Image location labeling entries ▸
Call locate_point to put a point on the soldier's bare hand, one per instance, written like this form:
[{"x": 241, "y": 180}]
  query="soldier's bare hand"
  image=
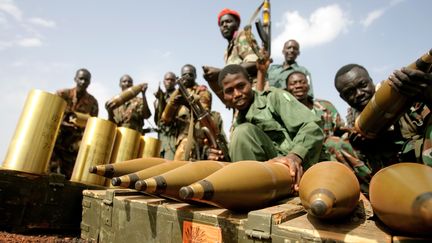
[
  {"x": 410, "y": 82},
  {"x": 144, "y": 88},
  {"x": 180, "y": 100},
  {"x": 293, "y": 162},
  {"x": 215, "y": 154}
]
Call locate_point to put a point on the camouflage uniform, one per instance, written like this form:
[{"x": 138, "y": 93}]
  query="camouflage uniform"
[
  {"x": 130, "y": 114},
  {"x": 330, "y": 118},
  {"x": 277, "y": 76},
  {"x": 166, "y": 133},
  {"x": 408, "y": 140},
  {"x": 69, "y": 137},
  {"x": 274, "y": 125},
  {"x": 239, "y": 50},
  {"x": 182, "y": 121}
]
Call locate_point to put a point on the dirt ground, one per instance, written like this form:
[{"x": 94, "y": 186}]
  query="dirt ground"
[{"x": 11, "y": 237}]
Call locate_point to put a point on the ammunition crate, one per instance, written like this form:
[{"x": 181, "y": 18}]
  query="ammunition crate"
[
  {"x": 124, "y": 215},
  {"x": 36, "y": 203}
]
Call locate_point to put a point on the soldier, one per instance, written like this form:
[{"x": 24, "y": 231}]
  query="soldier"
[
  {"x": 177, "y": 113},
  {"x": 70, "y": 135},
  {"x": 240, "y": 50},
  {"x": 297, "y": 85},
  {"x": 278, "y": 73},
  {"x": 404, "y": 140},
  {"x": 133, "y": 112},
  {"x": 270, "y": 126},
  {"x": 166, "y": 133}
]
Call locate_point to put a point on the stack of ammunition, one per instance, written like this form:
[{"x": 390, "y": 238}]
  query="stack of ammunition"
[
  {"x": 401, "y": 196},
  {"x": 328, "y": 190}
]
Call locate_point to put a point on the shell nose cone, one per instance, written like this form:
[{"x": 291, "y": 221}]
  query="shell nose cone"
[
  {"x": 116, "y": 181},
  {"x": 318, "y": 208}
]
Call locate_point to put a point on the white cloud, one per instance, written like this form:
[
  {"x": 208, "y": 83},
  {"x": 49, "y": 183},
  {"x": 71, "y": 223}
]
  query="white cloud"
[
  {"x": 30, "y": 42},
  {"x": 372, "y": 16},
  {"x": 378, "y": 13},
  {"x": 42, "y": 22},
  {"x": 9, "y": 7},
  {"x": 166, "y": 54},
  {"x": 324, "y": 25},
  {"x": 5, "y": 45}
]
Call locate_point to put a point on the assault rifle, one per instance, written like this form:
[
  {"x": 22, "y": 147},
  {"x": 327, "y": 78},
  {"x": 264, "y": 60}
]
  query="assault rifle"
[
  {"x": 208, "y": 126},
  {"x": 264, "y": 27}
]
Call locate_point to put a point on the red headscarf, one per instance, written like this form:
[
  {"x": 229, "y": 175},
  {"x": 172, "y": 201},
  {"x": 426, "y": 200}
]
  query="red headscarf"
[{"x": 228, "y": 11}]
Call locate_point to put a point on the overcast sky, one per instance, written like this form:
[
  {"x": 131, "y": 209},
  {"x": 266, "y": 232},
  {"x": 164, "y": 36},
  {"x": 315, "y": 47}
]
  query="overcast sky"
[{"x": 43, "y": 43}]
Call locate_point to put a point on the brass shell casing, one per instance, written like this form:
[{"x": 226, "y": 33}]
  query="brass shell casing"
[
  {"x": 387, "y": 104},
  {"x": 150, "y": 147},
  {"x": 126, "y": 145},
  {"x": 95, "y": 149},
  {"x": 401, "y": 196},
  {"x": 329, "y": 190},
  {"x": 80, "y": 119},
  {"x": 36, "y": 132}
]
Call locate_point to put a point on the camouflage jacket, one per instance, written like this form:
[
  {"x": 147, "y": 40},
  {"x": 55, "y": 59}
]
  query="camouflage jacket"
[
  {"x": 290, "y": 125},
  {"x": 70, "y": 135},
  {"x": 329, "y": 116},
  {"x": 239, "y": 49},
  {"x": 405, "y": 141},
  {"x": 86, "y": 104},
  {"x": 130, "y": 114}
]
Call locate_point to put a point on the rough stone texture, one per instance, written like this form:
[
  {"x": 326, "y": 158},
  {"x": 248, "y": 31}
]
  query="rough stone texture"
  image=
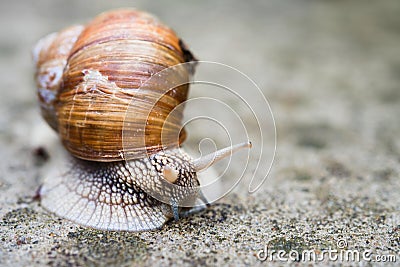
[{"x": 330, "y": 70}]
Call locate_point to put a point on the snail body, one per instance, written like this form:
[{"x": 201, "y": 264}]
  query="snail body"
[{"x": 126, "y": 169}]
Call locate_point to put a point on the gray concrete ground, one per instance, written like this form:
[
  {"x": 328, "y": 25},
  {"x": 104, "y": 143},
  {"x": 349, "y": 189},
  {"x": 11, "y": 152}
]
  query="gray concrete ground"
[{"x": 330, "y": 70}]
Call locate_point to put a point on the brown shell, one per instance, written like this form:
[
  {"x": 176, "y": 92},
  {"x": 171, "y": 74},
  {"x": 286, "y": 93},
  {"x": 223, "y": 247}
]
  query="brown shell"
[{"x": 101, "y": 114}]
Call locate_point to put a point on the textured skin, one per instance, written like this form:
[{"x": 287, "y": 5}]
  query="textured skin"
[{"x": 121, "y": 195}]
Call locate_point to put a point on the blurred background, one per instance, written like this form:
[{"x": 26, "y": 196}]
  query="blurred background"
[{"x": 331, "y": 73}]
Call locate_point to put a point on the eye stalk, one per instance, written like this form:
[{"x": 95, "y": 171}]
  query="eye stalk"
[
  {"x": 170, "y": 174},
  {"x": 208, "y": 160}
]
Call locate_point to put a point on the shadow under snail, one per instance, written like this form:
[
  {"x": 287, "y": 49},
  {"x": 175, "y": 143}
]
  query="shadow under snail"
[{"x": 126, "y": 168}]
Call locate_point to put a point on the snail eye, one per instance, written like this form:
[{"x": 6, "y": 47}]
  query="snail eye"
[{"x": 170, "y": 174}]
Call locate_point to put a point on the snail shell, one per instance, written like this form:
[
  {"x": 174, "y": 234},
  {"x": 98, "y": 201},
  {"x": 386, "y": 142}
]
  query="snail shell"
[
  {"x": 94, "y": 83},
  {"x": 82, "y": 69}
]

Given task ▸ Transcribe the material exactly, keeping every word and none of the pictures.

Complete output ▸
Call locate_point to put a point on the soldier's bare hand, one per instance, written like this form:
[{"x": 241, "y": 180}]
  query="soldier's bare hand"
  image=
[
  {"x": 410, "y": 82},
  {"x": 144, "y": 88},
  {"x": 180, "y": 100},
  {"x": 293, "y": 162},
  {"x": 215, "y": 154}
]
Call locate_point to put a point on the camouflage uniform, one per instance, written like this form:
[{"x": 138, "y": 93}]
  query="camouflage uniform"
[
  {"x": 130, "y": 114},
  {"x": 330, "y": 118},
  {"x": 277, "y": 76},
  {"x": 166, "y": 133},
  {"x": 408, "y": 140},
  {"x": 69, "y": 137},
  {"x": 274, "y": 125},
  {"x": 239, "y": 50},
  {"x": 182, "y": 121}
]
Call locate_point to put a point on the dirt ground, one per instance, written like this form:
[{"x": 94, "y": 186}]
  query="dirt ground"
[{"x": 11, "y": 237}]
Call locate_point to put a point on the ammunition crate, one per instance, written like this form:
[{"x": 181, "y": 18}]
  query="ammunition crate"
[
  {"x": 124, "y": 215},
  {"x": 36, "y": 203}
]
Call locate_point to put a point on the soldier, one per instance, written like this form:
[{"x": 24, "y": 231}]
  query="soldier"
[
  {"x": 177, "y": 113},
  {"x": 70, "y": 135},
  {"x": 240, "y": 50},
  {"x": 297, "y": 85},
  {"x": 278, "y": 73},
  {"x": 404, "y": 140},
  {"x": 133, "y": 112},
  {"x": 270, "y": 126},
  {"x": 166, "y": 133}
]
Call locate_point to put a point on the stack of ammunition, one per instance, written like this form:
[{"x": 390, "y": 238}]
  query="stack of ammunition"
[
  {"x": 401, "y": 196},
  {"x": 328, "y": 190}
]
Call locate_point to put a point on the shell nose cone, one per instance, written like this form:
[{"x": 291, "y": 221}]
  query="shell nose cone"
[
  {"x": 116, "y": 181},
  {"x": 318, "y": 208}
]
Call locate_point to put a point on the white cloud, one per instance, written like this form:
[
  {"x": 208, "y": 83},
  {"x": 49, "y": 183},
  {"x": 71, "y": 223}
]
  query="white cloud"
[
  {"x": 30, "y": 42},
  {"x": 372, "y": 16},
  {"x": 378, "y": 13},
  {"x": 42, "y": 22},
  {"x": 9, "y": 7},
  {"x": 166, "y": 54},
  {"x": 324, "y": 25},
  {"x": 5, "y": 45}
]
Call locate_point to put a point on the assault rifle, one per instance, written like this form:
[
  {"x": 22, "y": 147},
  {"x": 327, "y": 78},
  {"x": 264, "y": 60}
]
  query="assault rifle"
[
  {"x": 208, "y": 126},
  {"x": 264, "y": 27}
]
Call locate_point to put a point on the red headscarf, one per instance, written like this form:
[
  {"x": 229, "y": 175},
  {"x": 172, "y": 201},
  {"x": 426, "y": 200}
]
  query="red headscarf"
[{"x": 228, "y": 11}]
Call locate_point to put a point on the overcast sky, one per instance, written like this form:
[
  {"x": 131, "y": 209},
  {"x": 266, "y": 232},
  {"x": 164, "y": 36},
  {"x": 315, "y": 47}
]
  query="overcast sky"
[{"x": 43, "y": 43}]
Call locate_point to put a point on the brass shell casing, one per instance, written like this form:
[{"x": 226, "y": 33}]
  query="brass shell casing"
[
  {"x": 387, "y": 104},
  {"x": 150, "y": 147},
  {"x": 126, "y": 145},
  {"x": 95, "y": 149},
  {"x": 401, "y": 196},
  {"x": 329, "y": 190},
  {"x": 80, "y": 119},
  {"x": 36, "y": 132}
]
Call locate_point to put a point on the camouflage jacket, one per instance, written like this form:
[
  {"x": 147, "y": 40},
  {"x": 55, "y": 59}
]
  query="camouflage jacket"
[
  {"x": 290, "y": 125},
  {"x": 70, "y": 135},
  {"x": 329, "y": 116},
  {"x": 239, "y": 49},
  {"x": 405, "y": 141},
  {"x": 86, "y": 104},
  {"x": 130, "y": 114}
]
Call locate_point to put a point on the rough stone texture, one per instance, written like this form:
[
  {"x": 326, "y": 158},
  {"x": 248, "y": 31}
]
  query="rough stone texture"
  image=
[{"x": 330, "y": 70}]
Call locate_point to put a point on the snail body, one per instance, written like this form:
[{"x": 201, "y": 264}]
  query="snail body"
[{"x": 126, "y": 169}]
Call locate_point to put a point on the gray concrete ground, one per instance, written like this form:
[
  {"x": 328, "y": 25},
  {"x": 104, "y": 143},
  {"x": 349, "y": 189},
  {"x": 11, "y": 152}
]
  query="gray concrete ground"
[{"x": 330, "y": 70}]
Call locate_point to put a point on the brown shell, one per instance, written like this form:
[
  {"x": 176, "y": 92},
  {"x": 171, "y": 74},
  {"x": 286, "y": 93},
  {"x": 223, "y": 247}
]
  query="brown shell"
[{"x": 101, "y": 114}]
Call locate_point to put a point on the textured skin, one per instance, written like this form:
[{"x": 287, "y": 5}]
  query="textured skin"
[{"x": 121, "y": 195}]
Call locate_point to put a point on the blurred background, one per instance, written like this form:
[{"x": 26, "y": 196}]
  query="blurred background"
[{"x": 331, "y": 73}]
Call locate_point to put a point on the eye stalk, one per instance, written like this form:
[{"x": 95, "y": 171}]
  query="eye stalk"
[
  {"x": 170, "y": 174},
  {"x": 208, "y": 160}
]
Call locate_point to put a point on the shadow under snail, one per instance, written like this form:
[
  {"x": 287, "y": 49},
  {"x": 175, "y": 143}
]
  query="shadow under snail"
[{"x": 126, "y": 168}]
Call locate_point to put a point on the snail eye, one per instance, written like this form:
[{"x": 6, "y": 47}]
  query="snail eye"
[{"x": 170, "y": 174}]
Call locate_point to put a point on the snail shell, one per instance, written like this form:
[
  {"x": 174, "y": 234},
  {"x": 98, "y": 201},
  {"x": 386, "y": 142}
]
  query="snail shell"
[
  {"x": 94, "y": 83},
  {"x": 82, "y": 69}
]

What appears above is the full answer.